▸ TASK STATEMENT
Retype all data exactly as given. Pictures should not be retyped.

Items from a data source
.....

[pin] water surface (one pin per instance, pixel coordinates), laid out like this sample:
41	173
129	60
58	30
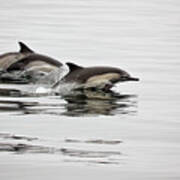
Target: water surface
135	135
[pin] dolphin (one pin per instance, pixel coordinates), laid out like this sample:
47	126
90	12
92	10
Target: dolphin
98	77
26	65
8	59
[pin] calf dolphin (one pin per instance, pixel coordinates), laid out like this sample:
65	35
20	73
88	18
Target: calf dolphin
99	77
7	59
26	65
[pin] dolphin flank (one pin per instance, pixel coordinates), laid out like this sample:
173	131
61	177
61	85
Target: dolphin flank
99	77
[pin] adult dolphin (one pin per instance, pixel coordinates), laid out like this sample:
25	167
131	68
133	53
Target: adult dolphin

.....

▸ EXPECTED ANSWER
[pin] water surface (one pin per instance, pixel coordinates), laid out like this sample:
41	173
129	60
58	30
Target: water surface
135	135
[pin] dolphin (one pin per instance, pixel coordinates), laid out like this sample:
47	126
90	12
92	10
Target: dolphin
98	77
26	65
8	59
[pin] calf dolphin (one pin per instance, pixel coordinates), laid out like this sample:
65	35
20	73
88	18
Target: calf dolphin
99	77
7	59
26	65
[pin] dolphin flank (one pin per instance, pixel coordinates), laid out like this sample:
173	131
61	177
61	85
Target: dolphin flank
99	77
[pin] adult dolphin (one pin per instance, pixel coordinates), laid out like this sample:
25	167
131	68
133	53
Target: adult dolphin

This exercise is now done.